» What you will do:
Rewrite the records below as a Markdown table with columns No. and Text, one row per line, running from the line with "Q: In the image above, where is the foliage" through the end of the records. Both ends are included. Skip blank lines and leave the pictures out.
------------------------------
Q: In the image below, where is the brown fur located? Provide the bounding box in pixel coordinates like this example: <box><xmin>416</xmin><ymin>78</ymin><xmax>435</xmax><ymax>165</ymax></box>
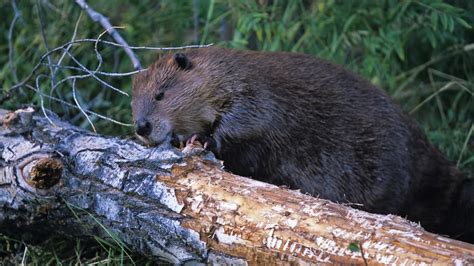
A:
<box><xmin>132</xmin><ymin>48</ymin><xmax>474</xmax><ymax>241</ymax></box>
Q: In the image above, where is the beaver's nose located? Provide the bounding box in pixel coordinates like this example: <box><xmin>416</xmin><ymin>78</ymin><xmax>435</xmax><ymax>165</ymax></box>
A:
<box><xmin>135</xmin><ymin>118</ymin><xmax>152</xmax><ymax>137</ymax></box>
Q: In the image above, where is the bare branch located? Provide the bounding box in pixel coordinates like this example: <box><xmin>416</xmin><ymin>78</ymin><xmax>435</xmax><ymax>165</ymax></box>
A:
<box><xmin>76</xmin><ymin>0</ymin><xmax>141</xmax><ymax>69</ymax></box>
<box><xmin>8</xmin><ymin>0</ymin><xmax>21</xmax><ymax>82</ymax></box>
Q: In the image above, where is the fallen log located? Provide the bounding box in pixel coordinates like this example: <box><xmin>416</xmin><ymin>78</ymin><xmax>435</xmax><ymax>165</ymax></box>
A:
<box><xmin>0</xmin><ymin>108</ymin><xmax>474</xmax><ymax>264</ymax></box>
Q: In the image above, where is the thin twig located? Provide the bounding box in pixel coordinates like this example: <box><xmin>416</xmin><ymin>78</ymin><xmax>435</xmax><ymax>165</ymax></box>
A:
<box><xmin>8</xmin><ymin>0</ymin><xmax>21</xmax><ymax>82</ymax></box>
<box><xmin>72</xmin><ymin>79</ymin><xmax>97</xmax><ymax>133</ymax></box>
<box><xmin>76</xmin><ymin>0</ymin><xmax>141</xmax><ymax>69</ymax></box>
<box><xmin>66</xmin><ymin>51</ymin><xmax>129</xmax><ymax>96</ymax></box>
<box><xmin>6</xmin><ymin>39</ymin><xmax>214</xmax><ymax>95</ymax></box>
<box><xmin>42</xmin><ymin>63</ymin><xmax>142</xmax><ymax>78</ymax></box>
<box><xmin>25</xmin><ymin>84</ymin><xmax>133</xmax><ymax>127</ymax></box>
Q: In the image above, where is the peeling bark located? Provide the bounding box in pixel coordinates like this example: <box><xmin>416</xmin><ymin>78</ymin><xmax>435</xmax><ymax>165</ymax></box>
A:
<box><xmin>0</xmin><ymin>109</ymin><xmax>474</xmax><ymax>264</ymax></box>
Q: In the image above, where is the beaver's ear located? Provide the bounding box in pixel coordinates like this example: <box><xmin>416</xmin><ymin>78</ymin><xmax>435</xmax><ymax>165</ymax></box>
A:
<box><xmin>174</xmin><ymin>53</ymin><xmax>193</xmax><ymax>70</ymax></box>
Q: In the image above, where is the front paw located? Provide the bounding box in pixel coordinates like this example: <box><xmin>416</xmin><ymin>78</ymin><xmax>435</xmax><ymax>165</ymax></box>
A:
<box><xmin>186</xmin><ymin>133</ymin><xmax>216</xmax><ymax>150</ymax></box>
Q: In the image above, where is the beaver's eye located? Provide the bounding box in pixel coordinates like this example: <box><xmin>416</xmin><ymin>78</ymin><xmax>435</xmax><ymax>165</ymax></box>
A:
<box><xmin>155</xmin><ymin>91</ymin><xmax>165</xmax><ymax>101</ymax></box>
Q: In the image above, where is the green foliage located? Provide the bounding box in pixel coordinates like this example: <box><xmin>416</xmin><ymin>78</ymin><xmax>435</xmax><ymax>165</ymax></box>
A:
<box><xmin>0</xmin><ymin>0</ymin><xmax>474</xmax><ymax>262</ymax></box>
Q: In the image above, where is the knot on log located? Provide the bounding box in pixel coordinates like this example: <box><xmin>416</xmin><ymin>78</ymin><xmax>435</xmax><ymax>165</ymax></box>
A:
<box><xmin>25</xmin><ymin>158</ymin><xmax>63</xmax><ymax>189</ymax></box>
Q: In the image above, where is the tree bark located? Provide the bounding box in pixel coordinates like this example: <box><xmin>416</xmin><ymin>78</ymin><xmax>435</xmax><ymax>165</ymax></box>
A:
<box><xmin>0</xmin><ymin>109</ymin><xmax>474</xmax><ymax>264</ymax></box>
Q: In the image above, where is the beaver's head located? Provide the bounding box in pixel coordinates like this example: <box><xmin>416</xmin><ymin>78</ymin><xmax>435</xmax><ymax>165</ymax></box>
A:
<box><xmin>132</xmin><ymin>53</ymin><xmax>217</xmax><ymax>145</ymax></box>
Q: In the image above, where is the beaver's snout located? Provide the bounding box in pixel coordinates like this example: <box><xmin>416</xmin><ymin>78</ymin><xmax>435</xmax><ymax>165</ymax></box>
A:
<box><xmin>135</xmin><ymin>118</ymin><xmax>152</xmax><ymax>137</ymax></box>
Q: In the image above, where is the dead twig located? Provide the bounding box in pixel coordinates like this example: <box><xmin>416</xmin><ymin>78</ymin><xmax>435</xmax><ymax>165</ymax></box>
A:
<box><xmin>76</xmin><ymin>0</ymin><xmax>141</xmax><ymax>69</ymax></box>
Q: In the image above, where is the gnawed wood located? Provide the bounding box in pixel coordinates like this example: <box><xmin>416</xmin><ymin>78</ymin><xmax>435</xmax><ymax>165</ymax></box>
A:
<box><xmin>0</xmin><ymin>110</ymin><xmax>474</xmax><ymax>264</ymax></box>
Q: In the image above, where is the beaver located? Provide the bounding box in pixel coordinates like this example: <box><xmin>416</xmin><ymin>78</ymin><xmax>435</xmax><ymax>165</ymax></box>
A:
<box><xmin>131</xmin><ymin>47</ymin><xmax>474</xmax><ymax>242</ymax></box>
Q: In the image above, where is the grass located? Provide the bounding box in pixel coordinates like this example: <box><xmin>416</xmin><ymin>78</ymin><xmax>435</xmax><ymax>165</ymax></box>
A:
<box><xmin>0</xmin><ymin>0</ymin><xmax>474</xmax><ymax>265</ymax></box>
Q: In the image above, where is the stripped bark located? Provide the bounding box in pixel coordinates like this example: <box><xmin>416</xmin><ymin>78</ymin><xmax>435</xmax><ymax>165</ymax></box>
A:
<box><xmin>0</xmin><ymin>109</ymin><xmax>474</xmax><ymax>264</ymax></box>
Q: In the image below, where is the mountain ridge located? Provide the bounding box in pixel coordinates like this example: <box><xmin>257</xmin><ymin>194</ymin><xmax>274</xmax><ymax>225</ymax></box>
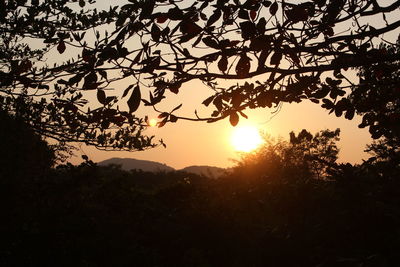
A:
<box><xmin>97</xmin><ymin>157</ymin><xmax>226</xmax><ymax>178</ymax></box>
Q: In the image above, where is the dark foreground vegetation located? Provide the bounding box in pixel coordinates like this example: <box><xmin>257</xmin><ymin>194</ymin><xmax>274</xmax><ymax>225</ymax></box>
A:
<box><xmin>0</xmin><ymin>112</ymin><xmax>400</xmax><ymax>266</ymax></box>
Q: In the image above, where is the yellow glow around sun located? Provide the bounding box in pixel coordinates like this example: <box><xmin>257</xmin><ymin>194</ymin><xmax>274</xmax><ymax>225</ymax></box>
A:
<box><xmin>149</xmin><ymin>119</ymin><xmax>158</xmax><ymax>127</ymax></box>
<box><xmin>231</xmin><ymin>126</ymin><xmax>263</xmax><ymax>152</ymax></box>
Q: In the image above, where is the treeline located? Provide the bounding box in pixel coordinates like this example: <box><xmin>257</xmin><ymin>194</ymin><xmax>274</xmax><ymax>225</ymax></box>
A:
<box><xmin>0</xmin><ymin>113</ymin><xmax>400</xmax><ymax>266</ymax></box>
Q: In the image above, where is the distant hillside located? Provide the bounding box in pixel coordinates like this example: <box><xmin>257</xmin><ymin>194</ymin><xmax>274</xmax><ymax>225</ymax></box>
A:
<box><xmin>180</xmin><ymin>166</ymin><xmax>226</xmax><ymax>178</ymax></box>
<box><xmin>98</xmin><ymin>158</ymin><xmax>175</xmax><ymax>172</ymax></box>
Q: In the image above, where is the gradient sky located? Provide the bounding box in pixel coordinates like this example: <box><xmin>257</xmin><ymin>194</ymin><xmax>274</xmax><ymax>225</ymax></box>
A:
<box><xmin>71</xmin><ymin>78</ymin><xmax>371</xmax><ymax>169</ymax></box>
<box><xmin>59</xmin><ymin>1</ymin><xmax>400</xmax><ymax>169</ymax></box>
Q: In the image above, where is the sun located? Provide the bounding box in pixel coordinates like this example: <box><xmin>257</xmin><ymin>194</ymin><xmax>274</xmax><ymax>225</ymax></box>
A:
<box><xmin>148</xmin><ymin>119</ymin><xmax>158</xmax><ymax>127</ymax></box>
<box><xmin>231</xmin><ymin>126</ymin><xmax>263</xmax><ymax>152</ymax></box>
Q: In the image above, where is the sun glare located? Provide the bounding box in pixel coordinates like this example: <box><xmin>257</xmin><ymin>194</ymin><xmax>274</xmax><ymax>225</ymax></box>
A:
<box><xmin>231</xmin><ymin>126</ymin><xmax>263</xmax><ymax>152</ymax></box>
<box><xmin>149</xmin><ymin>119</ymin><xmax>157</xmax><ymax>127</ymax></box>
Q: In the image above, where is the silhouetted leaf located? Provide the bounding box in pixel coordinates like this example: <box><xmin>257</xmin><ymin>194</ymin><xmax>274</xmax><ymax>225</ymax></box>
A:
<box><xmin>207</xmin><ymin>8</ymin><xmax>222</xmax><ymax>27</ymax></box>
<box><xmin>122</xmin><ymin>84</ymin><xmax>134</xmax><ymax>98</ymax></box>
<box><xmin>229</xmin><ymin>112</ymin><xmax>239</xmax><ymax>127</ymax></box>
<box><xmin>271</xmin><ymin>51</ymin><xmax>282</xmax><ymax>65</ymax></box>
<box><xmin>269</xmin><ymin>2</ymin><xmax>278</xmax><ymax>16</ymax></box>
<box><xmin>202</xmin><ymin>95</ymin><xmax>215</xmax><ymax>107</ymax></box>
<box><xmin>127</xmin><ymin>86</ymin><xmax>141</xmax><ymax>113</ymax></box>
<box><xmin>57</xmin><ymin>40</ymin><xmax>66</xmax><ymax>54</ymax></box>
<box><xmin>156</xmin><ymin>14</ymin><xmax>168</xmax><ymax>24</ymax></box>
<box><xmin>238</xmin><ymin>9</ymin><xmax>250</xmax><ymax>20</ymax></box>
<box><xmin>218</xmin><ymin>55</ymin><xmax>228</xmax><ymax>72</ymax></box>
<box><xmin>250</xmin><ymin>10</ymin><xmax>257</xmax><ymax>21</ymax></box>
<box><xmin>236</xmin><ymin>54</ymin><xmax>250</xmax><ymax>77</ymax></box>
<box><xmin>203</xmin><ymin>36</ymin><xmax>219</xmax><ymax>49</ymax></box>
<box><xmin>171</xmin><ymin>104</ymin><xmax>182</xmax><ymax>113</ymax></box>
<box><xmin>344</xmin><ymin>107</ymin><xmax>355</xmax><ymax>120</ymax></box>
<box><xmin>97</xmin><ymin>89</ymin><xmax>106</xmax><ymax>105</ymax></box>
<box><xmin>169</xmin><ymin>114</ymin><xmax>178</xmax><ymax>122</ymax></box>
<box><xmin>151</xmin><ymin>24</ymin><xmax>161</xmax><ymax>42</ymax></box>
<box><xmin>240</xmin><ymin>21</ymin><xmax>257</xmax><ymax>40</ymax></box>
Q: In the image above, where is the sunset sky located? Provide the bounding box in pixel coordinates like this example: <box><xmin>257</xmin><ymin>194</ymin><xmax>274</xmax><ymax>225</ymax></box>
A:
<box><xmin>57</xmin><ymin>1</ymin><xmax>399</xmax><ymax>169</ymax></box>
<box><xmin>71</xmin><ymin>78</ymin><xmax>371</xmax><ymax>169</ymax></box>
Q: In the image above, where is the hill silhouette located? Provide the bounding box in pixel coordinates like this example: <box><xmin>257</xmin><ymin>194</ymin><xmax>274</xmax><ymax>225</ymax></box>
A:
<box><xmin>180</xmin><ymin>165</ymin><xmax>226</xmax><ymax>178</ymax></box>
<box><xmin>98</xmin><ymin>158</ymin><xmax>175</xmax><ymax>172</ymax></box>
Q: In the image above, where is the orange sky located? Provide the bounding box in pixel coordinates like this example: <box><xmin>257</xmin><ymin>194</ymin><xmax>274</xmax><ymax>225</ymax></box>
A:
<box><xmin>60</xmin><ymin>1</ymin><xmax>399</xmax><ymax>169</ymax></box>
<box><xmin>71</xmin><ymin>78</ymin><xmax>371</xmax><ymax>169</ymax></box>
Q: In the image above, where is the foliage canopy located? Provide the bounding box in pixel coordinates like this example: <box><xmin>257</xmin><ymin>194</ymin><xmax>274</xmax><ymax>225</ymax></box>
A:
<box><xmin>0</xmin><ymin>0</ymin><xmax>400</xmax><ymax>150</ymax></box>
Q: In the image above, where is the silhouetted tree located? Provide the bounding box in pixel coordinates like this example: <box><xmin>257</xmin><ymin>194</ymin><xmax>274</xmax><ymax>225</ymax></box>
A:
<box><xmin>0</xmin><ymin>0</ymin><xmax>400</xmax><ymax>150</ymax></box>
<box><xmin>236</xmin><ymin>129</ymin><xmax>340</xmax><ymax>179</ymax></box>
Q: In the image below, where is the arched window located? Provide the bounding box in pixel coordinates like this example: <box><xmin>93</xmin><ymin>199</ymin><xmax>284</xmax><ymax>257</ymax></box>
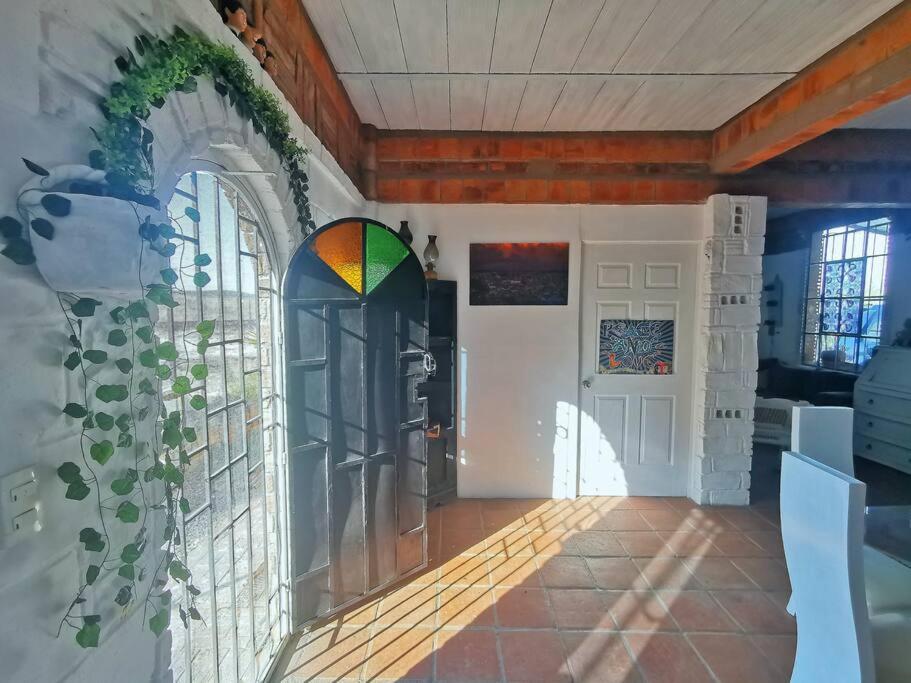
------------------------------
» Response to the exercise:
| No. | Text |
|---|---|
| 1 | Q: In the image above, where is the foliage canopy located? Provide the bounding box in pixel coordinates like this example: <box><xmin>257</xmin><ymin>194</ymin><xmax>274</xmax><ymax>225</ymax></box> |
| 2 | A: |
| 3 | <box><xmin>0</xmin><ymin>0</ymin><xmax>400</xmax><ymax>150</ymax></box> |
| 4 | Q: In the image above, where is the silhouetted tree located? Provide the bounding box in pixel coordinates like this example: <box><xmin>257</xmin><ymin>194</ymin><xmax>274</xmax><ymax>225</ymax></box> |
| 5 | A: |
| 6 | <box><xmin>0</xmin><ymin>0</ymin><xmax>400</xmax><ymax>150</ymax></box> |
| 7 | <box><xmin>236</xmin><ymin>129</ymin><xmax>340</xmax><ymax>179</ymax></box> |
| 8 | Q: In the image below, where is the arched window located? Provide the bounding box in pixel coordinates like this example: <box><xmin>93</xmin><ymin>199</ymin><xmax>284</xmax><ymax>257</ymax></box> |